■ **Requirement A**: In the ACL reconstruction summary, what percentage of reinjuries occurred during high-risk sports?
■ **Requirement B**: Pick up the ACL reconstruction summary after its final sentence and continue it.

■ **Study text**:
#####

Authors: Sue Barber-Westin, BS and Frank R. Noyes, MD
Anterior cruciate ligament (ACL) reconstruction (ACLR) is frequently performed in patients younger than 20 years whose goal is to return to sport (RTS). Varying reinjury rates have been reported, and the factors responsible are unclear. Studies differ with regard to age, graft type, surgical techniques, postoperative rehabilitation, RTS guidelines, and methods used to determine ACL failures.
To determine RTS rates; the effect of participation in high-risk sports, sex, and graft type on ACL reinjury rates; and whether objective test criteria before RTS correlate with lower reinjury rates. A total of 1239 patients in 8 studies were included; 87% returned to sport and 80% resumed high-risk activities. Of the patients, 18% reinjured the ACL graft and/or the contralateral ACL. Nine percent of patellar tendon autografts and 15% of hamstring autografts failed. Of reinjuries, 90% occurred during high-risk sports. Male patients had a significantly higher rate of ACL graft failure than female patients. There was no sex-based effect on contralateral ACL injuries. Only 1 study cited objective criteria for RTS.

#####

■ **Extracted material**:
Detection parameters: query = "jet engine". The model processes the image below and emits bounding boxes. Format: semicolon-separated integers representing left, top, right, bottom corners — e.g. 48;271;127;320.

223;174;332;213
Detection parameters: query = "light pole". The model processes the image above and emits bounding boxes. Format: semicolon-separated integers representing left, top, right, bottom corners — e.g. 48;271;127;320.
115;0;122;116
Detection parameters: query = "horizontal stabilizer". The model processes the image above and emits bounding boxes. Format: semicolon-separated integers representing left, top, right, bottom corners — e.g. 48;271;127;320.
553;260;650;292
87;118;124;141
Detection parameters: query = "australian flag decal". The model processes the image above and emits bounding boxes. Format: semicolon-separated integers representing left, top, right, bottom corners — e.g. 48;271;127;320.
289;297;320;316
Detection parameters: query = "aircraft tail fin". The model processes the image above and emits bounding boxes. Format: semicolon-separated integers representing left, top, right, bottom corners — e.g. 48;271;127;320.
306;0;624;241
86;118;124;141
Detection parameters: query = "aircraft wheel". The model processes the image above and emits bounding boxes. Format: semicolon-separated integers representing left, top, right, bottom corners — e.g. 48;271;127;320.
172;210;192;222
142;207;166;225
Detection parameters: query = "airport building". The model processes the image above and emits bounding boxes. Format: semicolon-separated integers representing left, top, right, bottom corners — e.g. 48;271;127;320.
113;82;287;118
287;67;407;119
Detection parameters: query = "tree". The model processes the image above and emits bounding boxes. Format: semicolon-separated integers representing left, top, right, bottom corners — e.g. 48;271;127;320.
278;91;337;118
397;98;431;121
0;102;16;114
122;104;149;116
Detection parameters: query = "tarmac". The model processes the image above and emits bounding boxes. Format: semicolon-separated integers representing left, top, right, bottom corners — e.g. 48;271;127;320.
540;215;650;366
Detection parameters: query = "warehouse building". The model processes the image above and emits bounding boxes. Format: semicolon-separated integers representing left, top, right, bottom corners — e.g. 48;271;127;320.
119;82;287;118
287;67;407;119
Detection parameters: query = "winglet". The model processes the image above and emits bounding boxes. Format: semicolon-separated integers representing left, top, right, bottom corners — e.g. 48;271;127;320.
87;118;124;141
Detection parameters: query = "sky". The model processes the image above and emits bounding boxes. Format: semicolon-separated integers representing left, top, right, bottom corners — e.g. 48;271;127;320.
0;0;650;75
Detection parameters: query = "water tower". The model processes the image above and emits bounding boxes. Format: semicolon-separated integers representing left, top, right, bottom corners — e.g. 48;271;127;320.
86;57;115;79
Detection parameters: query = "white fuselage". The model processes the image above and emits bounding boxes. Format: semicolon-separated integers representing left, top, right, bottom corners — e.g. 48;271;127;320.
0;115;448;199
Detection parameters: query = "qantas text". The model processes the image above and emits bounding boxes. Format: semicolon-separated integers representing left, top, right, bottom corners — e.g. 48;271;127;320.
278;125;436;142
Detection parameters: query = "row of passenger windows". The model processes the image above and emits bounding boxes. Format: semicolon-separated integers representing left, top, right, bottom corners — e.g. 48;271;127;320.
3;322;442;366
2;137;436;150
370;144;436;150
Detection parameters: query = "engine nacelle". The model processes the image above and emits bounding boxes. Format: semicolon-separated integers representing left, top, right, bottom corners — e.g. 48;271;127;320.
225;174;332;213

#####

■ **Task answer A**: 90% of reinjuries occurred during high-risk sports.

■ **Task answer B**:
Study Conclusions: A high percentage of athletes returned to sport, but 1 in 5 suffered reinjuries to either knee. Male patients were more likely to reinjure the ACL graft. Objective criteria for RTS were rarely mentioned or not detailed. The need for testing of knee stability, strength, neuromuscular control, agility, and psychological measures before RTS remains paramount in young athletes.